━━ DOCUMENT EXCERPT ━━
= Robert Alexander Chermside =

Sir Robert Alexander Chermside, KH, FRCP (1792 – 8 September 1860) was a British physician.

Chermside was born in Dublin, the son of surgeon Robert Alexander Chermside and Annie Price Pooley. In 1810, he entered the medical service of the British Army as assistant-surgeon of the 7th Hussars, served in France, Spain, Flanders and was present at the Battle of Waterloo. Immediately after Waterloo, he was promoted to surgeon of the 10th Hussars. In 1821, he was admitted as a licentiate of the Royal College of Physicians and later elected a Fellow in 1836. In 1817, he graduated MD at the University of Edinburgh and was a member of the Royal College of Surgeons of Edinburgh and London and the Société de Médecine Pratique in Paris. He was sometime Physician Extraordinary to the Duchess of Kent and Physician to the British Embassy at Paris.
━━━
━━ DATASET RECORDS ━━
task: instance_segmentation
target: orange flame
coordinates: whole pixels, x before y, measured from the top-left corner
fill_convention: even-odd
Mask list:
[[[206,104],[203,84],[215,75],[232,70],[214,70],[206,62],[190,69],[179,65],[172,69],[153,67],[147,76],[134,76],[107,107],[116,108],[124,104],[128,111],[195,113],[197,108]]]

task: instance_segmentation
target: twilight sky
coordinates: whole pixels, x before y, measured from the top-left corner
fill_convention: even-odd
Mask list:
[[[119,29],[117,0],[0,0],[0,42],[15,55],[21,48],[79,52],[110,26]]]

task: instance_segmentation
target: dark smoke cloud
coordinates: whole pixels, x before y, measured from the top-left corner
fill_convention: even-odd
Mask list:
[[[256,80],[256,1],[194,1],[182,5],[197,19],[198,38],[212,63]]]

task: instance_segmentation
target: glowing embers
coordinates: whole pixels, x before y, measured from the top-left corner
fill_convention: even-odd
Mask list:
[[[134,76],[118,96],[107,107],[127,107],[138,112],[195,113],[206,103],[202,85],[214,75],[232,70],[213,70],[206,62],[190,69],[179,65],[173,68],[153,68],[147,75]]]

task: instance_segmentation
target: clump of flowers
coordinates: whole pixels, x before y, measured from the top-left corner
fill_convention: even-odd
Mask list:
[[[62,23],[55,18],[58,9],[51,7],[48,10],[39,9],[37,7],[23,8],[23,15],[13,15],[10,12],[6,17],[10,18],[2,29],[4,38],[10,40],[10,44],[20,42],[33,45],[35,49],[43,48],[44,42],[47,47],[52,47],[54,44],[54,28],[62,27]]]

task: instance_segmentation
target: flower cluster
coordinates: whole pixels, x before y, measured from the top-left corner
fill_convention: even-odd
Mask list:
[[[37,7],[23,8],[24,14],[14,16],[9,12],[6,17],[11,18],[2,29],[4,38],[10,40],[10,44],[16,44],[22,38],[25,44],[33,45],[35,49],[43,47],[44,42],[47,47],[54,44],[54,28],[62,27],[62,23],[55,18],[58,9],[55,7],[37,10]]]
━━━
> TASK DESCRIPTION:
For each statement, say yes or no depending on whether the text about Robert Alexander Chermside agrees with it, and quote the words from the text that decide it.
1. Chermside was born in Dublin.
2. He graduated MD at Edinburgh before he became a licentiate of the Royal College of Physicians.
3. Right after Waterloo he was promoted to surgeon of the 7th Hussars.
Rely only on the text about Robert Alexander Chermside, not on the material.

> RESPONSE FOR THIS EXERCISE:
1. Yes: "Chermside was born in Dublin"
2. Yes: "In 1817, he graduated MD at the University of Edinburgh" and "In 1821, he was admitted as a licentiate of the Royal College of Physicians"
3. No: "Immediately after Waterloo, he was promoted to surgeon of the 10th Hussars."